(Instructions to follow) Locate the line that contains "the sand ground". Reproduce it and all following lines up to the end of the material, exactly and with nothing added.

#### Extracted material ####

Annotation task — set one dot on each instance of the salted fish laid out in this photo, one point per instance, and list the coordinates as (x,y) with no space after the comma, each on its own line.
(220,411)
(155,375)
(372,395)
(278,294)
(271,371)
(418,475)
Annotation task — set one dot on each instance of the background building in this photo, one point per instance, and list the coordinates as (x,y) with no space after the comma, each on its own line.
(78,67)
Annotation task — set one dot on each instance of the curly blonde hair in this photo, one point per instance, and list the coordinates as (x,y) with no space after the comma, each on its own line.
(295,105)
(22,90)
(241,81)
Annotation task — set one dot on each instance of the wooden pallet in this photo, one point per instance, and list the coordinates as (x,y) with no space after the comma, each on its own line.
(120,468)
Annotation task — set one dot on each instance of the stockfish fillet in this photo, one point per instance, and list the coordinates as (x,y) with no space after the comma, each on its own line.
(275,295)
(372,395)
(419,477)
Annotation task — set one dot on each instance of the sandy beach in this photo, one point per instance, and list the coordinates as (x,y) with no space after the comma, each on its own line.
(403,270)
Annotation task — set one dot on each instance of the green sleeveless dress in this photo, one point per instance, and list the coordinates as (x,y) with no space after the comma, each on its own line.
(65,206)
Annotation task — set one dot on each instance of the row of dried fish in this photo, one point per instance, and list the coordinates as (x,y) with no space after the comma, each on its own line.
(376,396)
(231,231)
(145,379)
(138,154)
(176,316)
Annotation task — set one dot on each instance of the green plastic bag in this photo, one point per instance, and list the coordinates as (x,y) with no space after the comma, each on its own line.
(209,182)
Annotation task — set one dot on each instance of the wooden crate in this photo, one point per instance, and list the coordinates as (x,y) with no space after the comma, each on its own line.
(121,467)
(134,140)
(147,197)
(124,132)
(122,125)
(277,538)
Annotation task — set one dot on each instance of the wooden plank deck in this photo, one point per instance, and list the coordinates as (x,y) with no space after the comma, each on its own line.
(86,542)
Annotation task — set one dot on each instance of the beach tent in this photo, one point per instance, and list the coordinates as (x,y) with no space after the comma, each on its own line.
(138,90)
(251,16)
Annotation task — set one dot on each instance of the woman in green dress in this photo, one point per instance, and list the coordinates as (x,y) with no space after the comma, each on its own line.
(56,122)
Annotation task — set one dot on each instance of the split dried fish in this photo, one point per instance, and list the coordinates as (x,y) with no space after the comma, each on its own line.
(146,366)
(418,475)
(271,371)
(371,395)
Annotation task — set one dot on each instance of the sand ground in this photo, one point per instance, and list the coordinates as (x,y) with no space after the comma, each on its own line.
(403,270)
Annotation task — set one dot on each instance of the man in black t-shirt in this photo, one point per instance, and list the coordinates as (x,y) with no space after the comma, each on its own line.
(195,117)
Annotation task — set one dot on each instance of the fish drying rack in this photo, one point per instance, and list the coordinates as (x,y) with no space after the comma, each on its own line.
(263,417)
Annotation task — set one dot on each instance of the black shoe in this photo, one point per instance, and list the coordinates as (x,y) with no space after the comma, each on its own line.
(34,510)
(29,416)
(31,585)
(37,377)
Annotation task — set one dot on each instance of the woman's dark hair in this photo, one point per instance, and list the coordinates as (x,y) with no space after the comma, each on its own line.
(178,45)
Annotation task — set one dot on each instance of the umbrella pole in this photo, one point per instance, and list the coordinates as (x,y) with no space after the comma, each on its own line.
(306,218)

####

(Answer box)
Annotation task — set one dot on each instance of the sand ground in this photo, one point per instance, and list the coordinates as (x,y) with no space after the comma, each on its own line.
(403,270)
Annotation task — set one dot on each instance of the man in black t-shirt in this photo, one point per instance, and list the coordinates as (x,y) with no space after the comma, each on its own line.
(195,117)
Annotation task — set one dot on each instance of the fish drying rack in this photo, one point per instance, and list the coordinates as (x,y) with no space after the comma, each on its own line.
(263,417)
Annotation task — set one dot on each instance of the black shoe in this photo, one point per instance, and list the coordinates as (x,y) with no space after the comma, each on its own line.
(34,510)
(29,416)
(31,585)
(37,377)
Annotation task — set one dot on each instance of the woman's dark hair in this photo, one point per instance, and list the coordinates as (x,y) with no space after the comma, each on its own line.
(178,45)
Annotation task — set one dot on each instance of the umbrella pole in this photo, one point per instance, and list the coordinates as (x,y) with no space after the comma, each on its own line.
(306,218)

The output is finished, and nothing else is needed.